Given exercise:
Go through the records underneath and write each one out again exactly.
— Begin Input data —
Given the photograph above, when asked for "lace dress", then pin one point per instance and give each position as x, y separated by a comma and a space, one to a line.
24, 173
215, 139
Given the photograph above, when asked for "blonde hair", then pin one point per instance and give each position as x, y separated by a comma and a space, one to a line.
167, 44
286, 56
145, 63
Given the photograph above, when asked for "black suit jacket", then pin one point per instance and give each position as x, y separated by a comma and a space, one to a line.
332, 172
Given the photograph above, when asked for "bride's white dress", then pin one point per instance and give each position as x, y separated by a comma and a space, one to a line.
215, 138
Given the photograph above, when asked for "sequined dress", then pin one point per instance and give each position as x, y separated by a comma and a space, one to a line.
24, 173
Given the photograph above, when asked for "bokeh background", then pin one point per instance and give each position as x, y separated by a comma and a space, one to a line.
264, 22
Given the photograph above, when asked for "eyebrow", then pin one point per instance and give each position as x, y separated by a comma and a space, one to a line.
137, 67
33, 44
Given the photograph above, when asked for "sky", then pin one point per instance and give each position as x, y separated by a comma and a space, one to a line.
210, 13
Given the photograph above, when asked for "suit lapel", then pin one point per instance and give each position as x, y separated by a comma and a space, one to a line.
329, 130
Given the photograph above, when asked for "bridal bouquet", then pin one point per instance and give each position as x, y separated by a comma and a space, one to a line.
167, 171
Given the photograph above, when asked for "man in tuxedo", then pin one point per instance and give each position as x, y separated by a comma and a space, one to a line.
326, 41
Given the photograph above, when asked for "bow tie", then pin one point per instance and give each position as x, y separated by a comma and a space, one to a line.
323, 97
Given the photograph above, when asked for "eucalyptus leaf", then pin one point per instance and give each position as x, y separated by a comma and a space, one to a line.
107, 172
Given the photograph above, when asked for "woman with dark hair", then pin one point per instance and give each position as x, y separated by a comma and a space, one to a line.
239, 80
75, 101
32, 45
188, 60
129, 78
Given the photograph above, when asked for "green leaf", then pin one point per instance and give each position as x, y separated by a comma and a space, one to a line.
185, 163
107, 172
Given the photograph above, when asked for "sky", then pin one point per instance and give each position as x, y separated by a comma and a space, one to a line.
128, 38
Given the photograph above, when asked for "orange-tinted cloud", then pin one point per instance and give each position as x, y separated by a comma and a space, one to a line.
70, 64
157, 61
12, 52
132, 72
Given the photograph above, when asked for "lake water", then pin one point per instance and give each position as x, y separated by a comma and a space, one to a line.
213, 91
— End Input data —
Solution:
Given the photograph above, when asked for "lace dress", then pin one point per instance and give each position as x, y separated by a comma and a space, one to a line.
24, 173
215, 139
Given the photograph above, when asked for "blonde hair", then pin one point per instance and give each position as x, y separated by a comma and a space, one to a line.
167, 44
286, 56
145, 63
Given the photograph above, when asked for "black suit jacket", then pin one point per instance and give each position as x, y separated by a comma and a space, one to a line.
332, 172
Given the photograph above, when asked for "bride's white dress", then pin one point per instance and give each position as x, y separated by a comma and a space, one to a line.
215, 138
Given the photograph above, when asked for "sequined dress", then pin one point per instance and give each position as x, y separated by a comma and a space, one to a line.
24, 173
Given the photograph above, when asked for "bokeh background", then pin one point per instance and give each position as x, y separated by a comma and a space, one to a line.
264, 22
Given the photograph above, when asked for "eyebrow", then pin one point per instance and give each position as x, y separated by a comma and a space, one to a line.
137, 67
33, 44
Given the photograph above, when asked for "sky", then pin one point per instance and give each position as x, y separated by a comma and a space, one to a line.
210, 13
Given the photograph above, when asked for "suit lapel", then pin one point per instance and give each position as x, y separated by a comma and a space, one to a line.
329, 130
Given the photograph above, when asked for "bridal bouquet", then pin one point per instance and give each position as x, y separated by a comma and a space, one to a line.
167, 171
Given the photograph above, when asked for "man in tuxedo", then pin one point per instance and give each position as x, y separated by a comma and a space, one to a line.
326, 41
Given the photograph above, when asked for "bow tie", then pin one point per instance and give each position as x, y separated by a comma and a space, one to a line.
323, 97
Given the photograph above, when asked for "eucalyptus leaf", then pin one point per instance and give each position as x, y separated by a comma and a space, one to a line.
107, 172
Given the photograph above, when asked for "woman with dark hair", then pin one point per instance and give each position as x, y separated by a comma and a space, one to a line.
239, 80
75, 101
32, 45
188, 60
129, 78
Given the photograph above, when asked for "green leaf", then pin one point per instance and give each position as x, y separated by a comma and a space, one to a line.
185, 163
107, 172
Given the photograph above, when asked for "sky", then pin one point per instance and give each position as x, y separated by a comma and a space, one to a line.
128, 38
Given the photograph above, when asked for "orange-tinted cloud", then pin one point per instance and give each position as x, y separated by a comma and a space, one to a line.
70, 64
157, 61
12, 52
132, 72
Given the photograph above, when asked for "lake water", then pin one point per instance and give each position as x, y separated by a comma and a space, one to a line.
213, 91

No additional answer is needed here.